Records pointing to named objects:
....
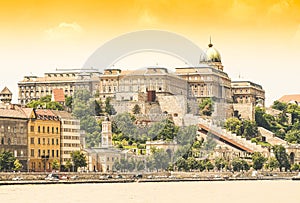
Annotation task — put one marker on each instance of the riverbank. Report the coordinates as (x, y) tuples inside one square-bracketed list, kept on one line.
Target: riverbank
[(85, 178)]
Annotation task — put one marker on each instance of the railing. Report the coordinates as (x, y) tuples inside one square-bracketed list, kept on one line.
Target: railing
[(234, 139)]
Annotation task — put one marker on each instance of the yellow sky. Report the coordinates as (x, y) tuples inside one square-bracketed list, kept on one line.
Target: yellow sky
[(253, 36)]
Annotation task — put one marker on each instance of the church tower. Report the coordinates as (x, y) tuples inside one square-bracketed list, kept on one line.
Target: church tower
[(106, 139), (6, 96)]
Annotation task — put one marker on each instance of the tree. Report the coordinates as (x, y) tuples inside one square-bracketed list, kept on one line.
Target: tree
[(161, 159), (220, 163), (186, 135), (279, 106), (210, 143), (192, 163), (55, 164), (98, 107), (272, 164), (295, 167), (46, 103), (7, 160), (69, 102), (258, 160), (140, 165), (181, 164), (233, 125), (79, 159), (249, 129), (240, 164), (136, 109), (282, 157), (17, 165), (68, 165), (209, 166), (206, 107)]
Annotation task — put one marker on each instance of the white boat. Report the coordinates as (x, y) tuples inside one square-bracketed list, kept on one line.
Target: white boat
[(297, 177)]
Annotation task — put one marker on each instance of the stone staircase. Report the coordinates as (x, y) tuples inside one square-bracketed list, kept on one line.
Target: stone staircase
[(238, 141), (271, 137)]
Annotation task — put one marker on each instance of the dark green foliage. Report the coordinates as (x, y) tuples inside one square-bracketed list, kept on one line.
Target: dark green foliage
[(136, 109), (46, 103), (240, 164), (98, 107), (79, 159), (246, 128), (206, 107), (258, 160), (7, 160), (282, 157), (109, 109)]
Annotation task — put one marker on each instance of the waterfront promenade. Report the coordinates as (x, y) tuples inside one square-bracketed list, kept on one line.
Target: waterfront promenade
[(84, 178)]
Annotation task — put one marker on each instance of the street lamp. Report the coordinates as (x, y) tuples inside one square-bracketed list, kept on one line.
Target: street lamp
[(45, 158)]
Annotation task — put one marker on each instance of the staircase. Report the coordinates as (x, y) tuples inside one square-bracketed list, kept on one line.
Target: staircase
[(237, 141)]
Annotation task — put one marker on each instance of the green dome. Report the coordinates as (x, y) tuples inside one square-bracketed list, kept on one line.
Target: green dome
[(213, 54)]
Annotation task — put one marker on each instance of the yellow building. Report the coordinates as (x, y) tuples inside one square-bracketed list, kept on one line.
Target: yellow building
[(43, 140)]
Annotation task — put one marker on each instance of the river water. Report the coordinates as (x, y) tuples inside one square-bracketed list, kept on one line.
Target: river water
[(224, 191)]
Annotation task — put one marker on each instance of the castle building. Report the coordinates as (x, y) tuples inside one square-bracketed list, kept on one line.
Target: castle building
[(33, 87), (208, 80), (246, 96), (43, 140), (5, 96), (109, 83), (247, 92), (155, 79)]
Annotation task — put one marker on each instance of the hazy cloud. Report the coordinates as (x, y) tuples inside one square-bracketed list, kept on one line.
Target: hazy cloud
[(63, 30), (280, 7)]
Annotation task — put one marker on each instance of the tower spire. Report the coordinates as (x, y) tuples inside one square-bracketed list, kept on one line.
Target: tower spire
[(210, 44)]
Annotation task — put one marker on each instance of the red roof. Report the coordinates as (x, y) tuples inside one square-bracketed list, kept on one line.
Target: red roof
[(290, 98), (58, 95)]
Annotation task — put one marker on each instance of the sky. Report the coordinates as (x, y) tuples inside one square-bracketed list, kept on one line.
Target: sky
[(258, 40)]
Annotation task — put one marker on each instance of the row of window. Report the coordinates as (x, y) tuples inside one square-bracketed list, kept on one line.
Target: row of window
[(13, 141), (43, 141), (71, 130), (11, 129), (42, 153), (44, 129), (71, 122), (71, 137), (71, 145)]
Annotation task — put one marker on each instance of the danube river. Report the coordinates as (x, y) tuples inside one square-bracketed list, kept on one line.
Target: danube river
[(186, 192)]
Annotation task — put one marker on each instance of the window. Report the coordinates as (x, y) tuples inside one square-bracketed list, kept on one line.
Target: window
[(32, 152)]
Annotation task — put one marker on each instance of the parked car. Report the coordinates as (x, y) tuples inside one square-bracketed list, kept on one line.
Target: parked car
[(52, 177), (17, 178), (75, 177)]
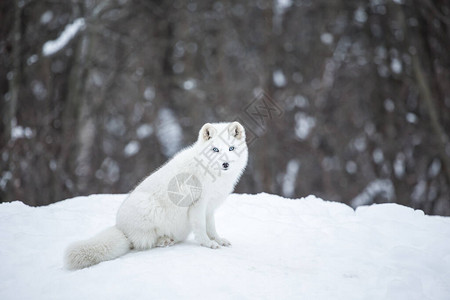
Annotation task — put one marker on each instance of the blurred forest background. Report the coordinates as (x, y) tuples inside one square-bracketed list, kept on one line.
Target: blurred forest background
[(347, 100)]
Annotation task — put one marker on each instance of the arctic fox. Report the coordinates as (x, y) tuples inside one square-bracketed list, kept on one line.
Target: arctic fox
[(177, 199)]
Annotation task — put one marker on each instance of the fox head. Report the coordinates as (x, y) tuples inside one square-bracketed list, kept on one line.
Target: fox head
[(222, 148)]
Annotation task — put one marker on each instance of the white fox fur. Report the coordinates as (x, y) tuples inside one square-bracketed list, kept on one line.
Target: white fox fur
[(148, 217)]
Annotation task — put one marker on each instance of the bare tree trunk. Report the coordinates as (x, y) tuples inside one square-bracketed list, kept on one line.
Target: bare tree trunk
[(14, 81)]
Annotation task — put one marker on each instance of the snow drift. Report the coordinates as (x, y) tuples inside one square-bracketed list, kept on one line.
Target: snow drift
[(282, 249)]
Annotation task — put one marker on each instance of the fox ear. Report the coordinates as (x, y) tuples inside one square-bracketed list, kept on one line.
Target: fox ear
[(236, 130), (207, 132)]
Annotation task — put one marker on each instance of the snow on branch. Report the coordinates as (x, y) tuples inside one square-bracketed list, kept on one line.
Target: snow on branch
[(51, 47)]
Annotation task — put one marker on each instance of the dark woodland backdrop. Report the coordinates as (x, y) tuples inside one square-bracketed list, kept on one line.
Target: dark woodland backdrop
[(347, 100)]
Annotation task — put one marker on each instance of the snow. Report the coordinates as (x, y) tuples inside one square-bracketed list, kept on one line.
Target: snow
[(303, 125), (326, 38), (278, 78), (169, 132), (132, 148), (282, 249), (51, 47)]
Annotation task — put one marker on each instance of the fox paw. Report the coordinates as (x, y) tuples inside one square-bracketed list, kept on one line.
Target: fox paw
[(223, 242), (164, 241), (210, 244)]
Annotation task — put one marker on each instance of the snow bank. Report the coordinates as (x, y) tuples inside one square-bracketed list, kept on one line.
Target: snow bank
[(282, 249), (51, 47)]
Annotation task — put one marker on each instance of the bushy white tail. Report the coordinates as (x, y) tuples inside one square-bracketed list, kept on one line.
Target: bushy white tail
[(108, 244)]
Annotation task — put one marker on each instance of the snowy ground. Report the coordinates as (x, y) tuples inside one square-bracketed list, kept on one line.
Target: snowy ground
[(282, 249)]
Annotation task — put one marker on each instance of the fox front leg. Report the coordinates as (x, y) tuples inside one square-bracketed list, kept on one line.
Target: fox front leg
[(198, 224), (211, 230)]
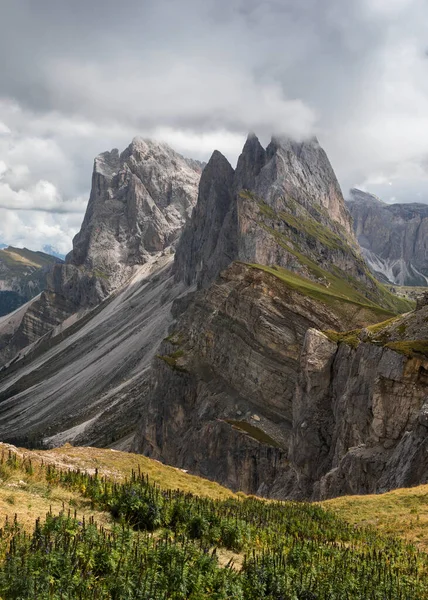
....
▶ **Work instructions**:
Please lay out everything in the material from the line containing "of the green" down to the line containing "[(43, 140)]" as a numbered list, skipping any blank lines.

▶ **Answer for the task**:
1. Annotation task — put one marker on each instance of the green dome. Report the coordinates as (x, y) tuples inside one square-bracketed list, kept on one line.
2. Target: green dome
3. [(213, 54)]
4. Annotation task — put one marker on each instance of the yellow building. Report the coordinates as (x, y) tuples inside one square-bracketed list, kept on one line.
5. Target: yellow building
6. [(43, 140)]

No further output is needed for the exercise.